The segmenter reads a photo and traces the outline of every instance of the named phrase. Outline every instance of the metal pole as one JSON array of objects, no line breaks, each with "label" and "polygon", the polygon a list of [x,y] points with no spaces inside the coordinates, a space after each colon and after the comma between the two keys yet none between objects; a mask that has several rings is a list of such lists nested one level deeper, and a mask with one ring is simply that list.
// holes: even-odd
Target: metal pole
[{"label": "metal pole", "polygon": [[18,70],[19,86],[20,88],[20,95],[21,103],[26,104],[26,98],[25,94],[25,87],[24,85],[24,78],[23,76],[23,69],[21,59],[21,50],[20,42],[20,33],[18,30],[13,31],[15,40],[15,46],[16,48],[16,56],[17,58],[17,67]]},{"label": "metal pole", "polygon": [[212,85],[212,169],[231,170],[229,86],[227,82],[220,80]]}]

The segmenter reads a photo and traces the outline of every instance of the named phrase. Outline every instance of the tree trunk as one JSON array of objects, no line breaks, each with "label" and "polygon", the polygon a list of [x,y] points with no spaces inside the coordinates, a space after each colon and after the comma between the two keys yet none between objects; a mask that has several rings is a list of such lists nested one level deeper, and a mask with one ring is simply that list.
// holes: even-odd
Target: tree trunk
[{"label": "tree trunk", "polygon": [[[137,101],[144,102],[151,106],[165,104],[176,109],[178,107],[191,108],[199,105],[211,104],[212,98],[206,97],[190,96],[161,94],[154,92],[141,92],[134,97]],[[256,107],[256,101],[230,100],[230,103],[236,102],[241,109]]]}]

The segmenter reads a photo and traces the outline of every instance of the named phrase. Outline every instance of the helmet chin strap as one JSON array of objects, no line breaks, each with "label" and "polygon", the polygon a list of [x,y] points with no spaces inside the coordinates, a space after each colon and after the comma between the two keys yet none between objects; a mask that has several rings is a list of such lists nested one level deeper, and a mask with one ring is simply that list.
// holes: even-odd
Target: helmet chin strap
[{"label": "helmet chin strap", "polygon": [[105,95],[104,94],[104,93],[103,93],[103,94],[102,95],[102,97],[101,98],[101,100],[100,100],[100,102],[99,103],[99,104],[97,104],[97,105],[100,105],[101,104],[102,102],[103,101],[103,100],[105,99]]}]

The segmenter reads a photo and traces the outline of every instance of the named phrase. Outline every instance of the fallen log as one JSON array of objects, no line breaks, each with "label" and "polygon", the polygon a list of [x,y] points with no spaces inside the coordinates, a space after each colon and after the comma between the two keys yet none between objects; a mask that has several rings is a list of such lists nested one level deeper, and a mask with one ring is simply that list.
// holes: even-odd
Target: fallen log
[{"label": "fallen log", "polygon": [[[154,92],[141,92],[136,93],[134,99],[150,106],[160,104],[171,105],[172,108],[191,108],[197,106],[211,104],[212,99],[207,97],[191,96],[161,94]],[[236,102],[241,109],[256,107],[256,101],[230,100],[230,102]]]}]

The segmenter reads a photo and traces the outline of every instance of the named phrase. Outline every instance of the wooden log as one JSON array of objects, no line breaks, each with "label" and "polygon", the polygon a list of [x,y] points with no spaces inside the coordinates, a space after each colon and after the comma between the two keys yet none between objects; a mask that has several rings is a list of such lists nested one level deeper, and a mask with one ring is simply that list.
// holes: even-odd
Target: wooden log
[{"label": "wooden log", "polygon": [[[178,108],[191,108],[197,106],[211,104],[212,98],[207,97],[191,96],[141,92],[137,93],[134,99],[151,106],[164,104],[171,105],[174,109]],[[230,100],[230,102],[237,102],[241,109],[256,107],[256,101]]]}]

━━━━━━━━━━━━━━━━

Rewrite all of the material above, putting "annotator" wherever "segmenter" appears and leaving everything else unchanged.

▸ EXERCISE RESPONSE:
The annotator reads a photo and traces the outline of every instance of the named phrase. Outline every instance of the metal pole as one JSON array of objects, no line breaks, each with "label" and "polygon", the polygon a list of [x,y] points with no spaces inside the coordinates, a space after each colon and after the comma between the two keys yet none between objects; a mask that has several rings is a list of such lists nested one level deeper, and a mask with one ring is simply that list.
// holes: even-odd
Target: metal pole
[{"label": "metal pole", "polygon": [[18,70],[19,86],[20,88],[20,95],[21,103],[26,104],[26,98],[25,94],[25,87],[24,85],[24,78],[23,76],[23,69],[21,59],[21,50],[20,42],[20,33],[18,30],[13,31],[15,40],[15,46],[16,48],[16,56],[17,58],[17,67]]},{"label": "metal pole", "polygon": [[212,85],[212,169],[231,170],[229,86],[227,82],[220,80]]}]

The annotator reads a photo and traces the outline of every instance of the named phrase. Outline every instance of the tree trunk as one JSON array of objects, no line breaks, each with "label" and "polygon", the polygon a list of [x,y] points with no spaces inside the coordinates, a space after each colon and after the comma between the two keys yet none between objects; a mask that has several rings is a list of such lists nested one level deeper, and a mask with one ring is simply that list.
// holes: even-odd
Target: tree trunk
[{"label": "tree trunk", "polygon": [[[137,101],[144,102],[151,106],[165,104],[176,109],[178,107],[191,108],[199,105],[211,104],[212,98],[206,97],[190,96],[161,94],[154,92],[141,92],[134,97]],[[256,107],[256,101],[230,100],[230,103],[236,102],[241,109]]]}]

The annotator reads a photo and traces the outline of every instance of the named phrase. Outline every instance of the helmet chin strap as one JSON array of objects, no line breaks, each with "label" and "polygon", the polygon a list of [x,y] points with no spaces inside the coordinates, a space after each colon and after the comma between the two keys yet none between objects; a mask that has several rings is a list of such lists nested one level deeper, and a mask with one ring is simply that list.
// holes: even-odd
Target: helmet chin strap
[{"label": "helmet chin strap", "polygon": [[105,95],[104,94],[104,93],[103,93],[103,94],[102,95],[102,97],[101,98],[101,100],[100,100],[100,102],[99,103],[99,104],[97,104],[97,105],[100,105],[101,104],[102,102],[103,101],[103,100],[105,99]]}]

The annotator reads a photo and traces the outline of every instance of the named phrase. Outline every instance of the fallen log as one JSON array of objects, no line breaks, each with "label" and "polygon", the polygon a list of [x,y] points with no spaces inside the coordinates, a space after each colon and after the comma between the two keys yet none between objects; a mask that has several rings is a list of such lists nested one level deeper, and a mask with one ring is simply that list.
// holes: even-odd
Target: fallen log
[{"label": "fallen log", "polygon": [[[154,92],[141,92],[136,93],[134,99],[150,106],[160,104],[171,105],[172,108],[191,108],[197,106],[211,104],[212,99],[207,97],[191,96],[161,94]],[[236,102],[241,109],[256,107],[256,101],[230,100],[230,102]]]}]

The annotator reads a photo and traces the outline of every instance of the named phrase. Outline every instance of the wooden log as one JSON array of objects, no line breaks, each with "label" and "polygon", the polygon a list of [x,y] points with no spaces inside the coordinates, a space after each colon and after the comma between the two keys yet none between objects; a mask that has several rings is a list of such lists nested one level deeper, and a mask with one ring is simply that list.
// holes: even-odd
Target: wooden log
[{"label": "wooden log", "polygon": [[[178,108],[191,108],[197,106],[211,104],[212,98],[207,97],[191,96],[141,92],[137,93],[134,99],[151,106],[164,104],[171,105],[174,109]],[[230,100],[230,102],[237,102],[241,109],[256,107],[256,101]]]}]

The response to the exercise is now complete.